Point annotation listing
********

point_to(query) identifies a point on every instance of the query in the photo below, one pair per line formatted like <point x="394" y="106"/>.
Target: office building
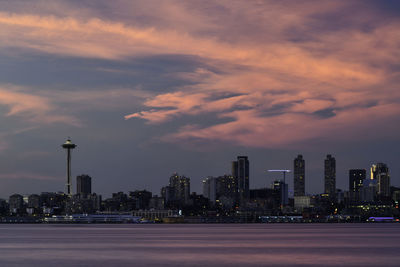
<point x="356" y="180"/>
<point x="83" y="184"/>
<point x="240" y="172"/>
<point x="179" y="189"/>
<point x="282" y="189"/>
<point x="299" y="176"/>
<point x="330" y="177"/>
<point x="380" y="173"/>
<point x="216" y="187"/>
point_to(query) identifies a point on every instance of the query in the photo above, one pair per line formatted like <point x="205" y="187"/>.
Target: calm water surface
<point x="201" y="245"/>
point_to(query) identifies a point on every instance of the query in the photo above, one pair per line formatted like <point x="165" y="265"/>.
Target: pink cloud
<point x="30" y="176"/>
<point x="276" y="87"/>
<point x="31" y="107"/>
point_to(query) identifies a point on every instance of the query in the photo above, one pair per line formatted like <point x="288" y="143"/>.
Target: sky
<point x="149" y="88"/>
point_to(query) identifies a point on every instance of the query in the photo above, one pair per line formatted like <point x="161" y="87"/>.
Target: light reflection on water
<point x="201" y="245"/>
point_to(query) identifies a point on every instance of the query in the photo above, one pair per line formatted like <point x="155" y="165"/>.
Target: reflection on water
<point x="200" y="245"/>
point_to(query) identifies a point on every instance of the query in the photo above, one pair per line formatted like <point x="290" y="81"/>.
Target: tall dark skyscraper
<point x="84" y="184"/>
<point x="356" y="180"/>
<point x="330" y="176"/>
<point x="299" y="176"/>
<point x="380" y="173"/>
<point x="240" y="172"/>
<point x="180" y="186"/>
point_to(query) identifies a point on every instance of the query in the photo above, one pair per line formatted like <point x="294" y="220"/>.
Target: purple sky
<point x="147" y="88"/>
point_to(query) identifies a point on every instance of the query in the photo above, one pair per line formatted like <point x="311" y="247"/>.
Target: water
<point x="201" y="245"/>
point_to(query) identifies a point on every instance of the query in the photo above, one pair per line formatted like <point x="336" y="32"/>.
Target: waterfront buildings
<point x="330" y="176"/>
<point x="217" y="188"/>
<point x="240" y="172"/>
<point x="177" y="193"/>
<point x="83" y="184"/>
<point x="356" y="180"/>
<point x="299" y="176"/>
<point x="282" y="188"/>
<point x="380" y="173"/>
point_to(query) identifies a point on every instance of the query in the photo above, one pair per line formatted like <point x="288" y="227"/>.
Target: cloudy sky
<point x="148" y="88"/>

********

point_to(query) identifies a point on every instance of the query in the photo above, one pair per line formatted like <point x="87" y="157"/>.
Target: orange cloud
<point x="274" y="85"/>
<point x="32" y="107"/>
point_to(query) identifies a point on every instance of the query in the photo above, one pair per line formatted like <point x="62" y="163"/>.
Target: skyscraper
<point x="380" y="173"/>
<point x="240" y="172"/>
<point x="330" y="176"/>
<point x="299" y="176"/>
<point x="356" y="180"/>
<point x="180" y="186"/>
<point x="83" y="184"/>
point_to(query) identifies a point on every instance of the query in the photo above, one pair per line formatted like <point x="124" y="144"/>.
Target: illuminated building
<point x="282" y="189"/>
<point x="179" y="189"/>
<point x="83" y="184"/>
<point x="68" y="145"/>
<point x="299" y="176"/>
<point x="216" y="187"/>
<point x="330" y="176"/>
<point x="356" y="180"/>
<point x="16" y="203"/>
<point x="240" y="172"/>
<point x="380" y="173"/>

********

◆ **WRITTEN REQUEST**
Filter the listing above and copy out every line that contains the string "reflection".

◆ **COMPLETE RESPONSE**
Target: light reflection on water
Target: reflection on water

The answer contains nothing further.